Source records:

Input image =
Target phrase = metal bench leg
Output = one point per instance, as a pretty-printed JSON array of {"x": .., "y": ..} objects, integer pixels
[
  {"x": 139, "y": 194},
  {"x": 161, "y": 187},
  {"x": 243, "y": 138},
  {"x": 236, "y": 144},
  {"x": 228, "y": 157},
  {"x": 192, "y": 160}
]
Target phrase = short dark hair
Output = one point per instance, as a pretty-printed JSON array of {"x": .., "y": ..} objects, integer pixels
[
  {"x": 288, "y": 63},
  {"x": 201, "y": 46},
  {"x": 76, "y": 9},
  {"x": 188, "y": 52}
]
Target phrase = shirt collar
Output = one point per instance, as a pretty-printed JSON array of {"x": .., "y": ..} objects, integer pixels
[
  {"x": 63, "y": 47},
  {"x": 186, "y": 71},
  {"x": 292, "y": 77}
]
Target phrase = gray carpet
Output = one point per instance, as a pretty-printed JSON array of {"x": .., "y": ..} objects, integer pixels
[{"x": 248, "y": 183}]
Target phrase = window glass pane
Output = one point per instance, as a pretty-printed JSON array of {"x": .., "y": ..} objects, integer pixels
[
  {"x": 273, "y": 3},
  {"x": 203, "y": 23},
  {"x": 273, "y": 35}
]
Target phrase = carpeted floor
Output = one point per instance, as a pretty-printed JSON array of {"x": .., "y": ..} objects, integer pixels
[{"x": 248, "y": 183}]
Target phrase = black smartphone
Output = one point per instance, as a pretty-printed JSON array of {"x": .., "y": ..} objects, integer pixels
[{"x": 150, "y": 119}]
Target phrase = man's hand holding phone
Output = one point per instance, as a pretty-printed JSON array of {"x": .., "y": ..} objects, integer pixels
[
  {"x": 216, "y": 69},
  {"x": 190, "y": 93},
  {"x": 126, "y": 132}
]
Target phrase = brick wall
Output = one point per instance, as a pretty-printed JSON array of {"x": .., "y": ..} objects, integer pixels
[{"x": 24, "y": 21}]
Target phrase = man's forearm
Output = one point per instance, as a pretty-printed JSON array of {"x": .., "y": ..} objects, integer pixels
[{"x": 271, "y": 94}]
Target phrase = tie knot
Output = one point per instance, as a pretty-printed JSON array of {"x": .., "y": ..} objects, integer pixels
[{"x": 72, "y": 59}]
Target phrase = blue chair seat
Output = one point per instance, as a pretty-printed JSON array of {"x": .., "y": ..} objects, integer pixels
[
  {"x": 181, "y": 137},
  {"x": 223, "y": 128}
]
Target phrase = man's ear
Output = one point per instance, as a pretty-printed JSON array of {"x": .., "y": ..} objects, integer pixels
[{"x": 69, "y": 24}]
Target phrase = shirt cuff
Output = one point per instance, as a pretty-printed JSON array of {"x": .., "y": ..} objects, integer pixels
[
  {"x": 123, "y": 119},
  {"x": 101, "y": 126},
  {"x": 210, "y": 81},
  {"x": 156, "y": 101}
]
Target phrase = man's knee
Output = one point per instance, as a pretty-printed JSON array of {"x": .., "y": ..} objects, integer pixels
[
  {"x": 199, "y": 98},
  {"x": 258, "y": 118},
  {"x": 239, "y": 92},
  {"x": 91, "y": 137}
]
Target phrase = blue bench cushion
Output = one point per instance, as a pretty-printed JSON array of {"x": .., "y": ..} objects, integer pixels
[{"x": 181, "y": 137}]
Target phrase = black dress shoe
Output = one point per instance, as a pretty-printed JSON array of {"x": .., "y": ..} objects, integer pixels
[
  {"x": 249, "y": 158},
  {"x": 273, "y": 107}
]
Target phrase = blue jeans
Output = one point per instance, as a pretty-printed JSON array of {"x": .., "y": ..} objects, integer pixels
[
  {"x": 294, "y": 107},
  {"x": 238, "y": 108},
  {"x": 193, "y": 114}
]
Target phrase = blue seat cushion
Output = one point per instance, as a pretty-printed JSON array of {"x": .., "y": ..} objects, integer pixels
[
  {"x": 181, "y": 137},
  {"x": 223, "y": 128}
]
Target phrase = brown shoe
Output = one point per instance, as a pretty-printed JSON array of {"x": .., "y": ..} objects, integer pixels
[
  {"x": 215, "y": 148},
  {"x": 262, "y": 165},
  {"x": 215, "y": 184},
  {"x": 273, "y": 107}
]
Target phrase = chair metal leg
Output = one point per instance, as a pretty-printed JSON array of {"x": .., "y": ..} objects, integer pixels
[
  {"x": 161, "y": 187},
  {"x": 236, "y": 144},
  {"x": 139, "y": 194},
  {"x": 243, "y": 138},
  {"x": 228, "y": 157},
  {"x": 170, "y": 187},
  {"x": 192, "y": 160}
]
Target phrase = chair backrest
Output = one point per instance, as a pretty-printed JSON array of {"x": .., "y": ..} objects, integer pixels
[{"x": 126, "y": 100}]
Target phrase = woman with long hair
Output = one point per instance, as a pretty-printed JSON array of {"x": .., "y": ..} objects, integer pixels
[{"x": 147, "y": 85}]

Challenge: Return every one of these records above verbatim.

Answer for the task:
Input image =
Target phrase = metal bench leg
Output = one point per instance, as a pretty-printed JSON array of {"x": .., "y": ..} objects, integer pixels
[
  {"x": 139, "y": 194},
  {"x": 161, "y": 187},
  {"x": 243, "y": 138},
  {"x": 236, "y": 144},
  {"x": 228, "y": 157},
  {"x": 192, "y": 160}
]
Target phrase = short dark hair
Output = one point per instance, as a pretty-printed JSON array of {"x": .., "y": ..} objects, integer pixels
[
  {"x": 288, "y": 63},
  {"x": 201, "y": 46},
  {"x": 76, "y": 9},
  {"x": 188, "y": 52}
]
Target phrase = shirt collar
Output = one point per instance, as a pretty-printed JSON array of {"x": .., "y": ..} objects, integer pixels
[
  {"x": 63, "y": 47},
  {"x": 186, "y": 71},
  {"x": 292, "y": 77}
]
Target phrase = gray carpet
Output = one point per instance, as a pretty-printed JSON array of {"x": .., "y": ..} objects, integer pixels
[{"x": 248, "y": 183}]
Target phrase = window glass pane
Output = one point per instance, as a pretty-printed JSON array of {"x": .., "y": ..} objects, integer pixels
[
  {"x": 273, "y": 3},
  {"x": 203, "y": 23},
  {"x": 273, "y": 35}
]
Target phrase = carpeted floor
Output = one point per instance, as a pretty-printed JSON array of {"x": .., "y": ..} objects, integer pixels
[{"x": 248, "y": 183}]
Target phrase = black smartphone
Output = one point per instance, as a pretty-printed JSON array of {"x": .., "y": ..} objects, integer pixels
[{"x": 150, "y": 119}]
Target phrase = man's hand holding phone
Output = one point per instance, as a pretty-printed JSON array of {"x": .., "y": ..} objects, integer pixels
[
  {"x": 216, "y": 69},
  {"x": 190, "y": 93},
  {"x": 126, "y": 132}
]
Target phrase = brick wall
Output = one point per instance, as a pretty-printed JSON array of {"x": .., "y": ..} objects, integer pixels
[{"x": 24, "y": 21}]
Target phrase = man's forearm
Output = one point per instance, as a pretty-printed JSON array of {"x": .., "y": ..} objects, integer pixels
[{"x": 271, "y": 94}]
Target phrase = tie knot
Output = one point per instance, as a pretty-printed JSON array of {"x": .., "y": ..} objects, integer pixels
[{"x": 72, "y": 59}]
Target phrase = blue chair seat
Output = one point per instance, as a pretty-printed JSON array of {"x": .., "y": ..} objects, integer pixels
[
  {"x": 181, "y": 137},
  {"x": 223, "y": 128}
]
Target phrase = man's ear
Output = one point per instance, as a pretty-printed JSON array of {"x": .., "y": ..} objects, integer pixels
[{"x": 69, "y": 24}]
Target phrase = shirt cuff
Output = one point per instance, as a pretty-printed JSON array of {"x": .., "y": ..} objects, integer pixels
[
  {"x": 123, "y": 119},
  {"x": 101, "y": 126},
  {"x": 210, "y": 81},
  {"x": 156, "y": 101}
]
Target phrase = man's knee
Output = one point per instance, as a pretty-printed JSON array of {"x": .., "y": ..} objects, integer pixels
[
  {"x": 199, "y": 98},
  {"x": 258, "y": 118},
  {"x": 239, "y": 92},
  {"x": 91, "y": 137}
]
Target phrase = blue bench cushion
Output = one point per instance, as a pretty-printed JSON array of {"x": .., "y": ..} objects, integer pixels
[{"x": 181, "y": 137}]
Target phrase = black dress shoe
Output = one point per instance, as a pretty-printed JSON array of {"x": .., "y": ..} objects, integer pixels
[
  {"x": 249, "y": 158},
  {"x": 273, "y": 107}
]
Target phrase = blue jeans
Output = one point per instance, as a pretty-printed JSON array of {"x": .., "y": ..} objects, integer pixels
[
  {"x": 294, "y": 107},
  {"x": 238, "y": 108},
  {"x": 193, "y": 114}
]
Target phrase = blue seat cushion
Output = one point per instance, as a pretty-printed JSON array of {"x": .., "y": ..} objects, integer pixels
[
  {"x": 181, "y": 137},
  {"x": 223, "y": 128}
]
Target phrase = brown shoe
Output = one point per instance, as a pretty-printed JSON array of {"x": .., "y": ..} objects, integer pixels
[
  {"x": 215, "y": 148},
  {"x": 262, "y": 165},
  {"x": 215, "y": 184},
  {"x": 273, "y": 107}
]
Target phrase = chair metal leg
Output = one point per instance, as a pretty-printed JSON array of {"x": .., "y": ..} objects, integer pixels
[
  {"x": 161, "y": 187},
  {"x": 236, "y": 144},
  {"x": 139, "y": 194},
  {"x": 243, "y": 138},
  {"x": 228, "y": 157},
  {"x": 170, "y": 187},
  {"x": 192, "y": 160}
]
Target phrase = chair backrest
Output = one point per instance, as a pretty-printed JSON array of {"x": .., "y": ..} objects, integer pixels
[{"x": 126, "y": 100}]
Target phrase = woman with long hair
Output = one point per instance, as a pretty-printed JSON array of {"x": .., "y": ..} objects, integer pixels
[{"x": 147, "y": 85}]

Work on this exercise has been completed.